* SOURCE EXTRACT *
Happy birthday to our oldest and greatest ally.
I’ve always loved The Tennis Court Oath.
If you want to read a good book on the French Revolution, Citizens by Simon Schama is excellent.
Finally, always remember, history is full of irony.
For a period of time after its invention, the guillotine was called a louisette. However, it was later named after French physician and Freemason Dr Joseph-Ignace Guillotin who proposed on 10 October 1789 the use of a device to carry out death penalties in France, as a less painful method of execution or as capital punishment instead of the Breaking wheel to Louis XVI of France. While he did not invent the guillotine, and in fact opposed the death penalty, his name became an eponym for it.
Liberté, égalité, fraternité, copains, and feel free to use this as an open thread while we wait to hear which poor fool has decided to jump Trump on the ticket.

* MATERIAL PROVIDED *

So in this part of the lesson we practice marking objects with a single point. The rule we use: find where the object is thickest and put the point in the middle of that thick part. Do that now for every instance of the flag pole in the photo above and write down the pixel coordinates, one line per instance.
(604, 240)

* TO BE DONE *
Condense the paragraph of the French Revolution post that opens "For a period of time after its invention" into a short bulleted list that keeps its main facts. The data is separate material, unrelated to the French Revolution post.

* TASK RESPONSE *
- For a time after its invention, the guillotine was called a louisette.
- It was later named after Dr Joseph-Ignace Guillotin, a French physician and Freemason.
- On 10 October 1789, he proposed to Louis XVI of France a device for carrying out death penalties, as a less painful method of execution than the breaking wheel.
- He did not invent the guillotine and in fact opposed the death penalty, but his name became its eponym.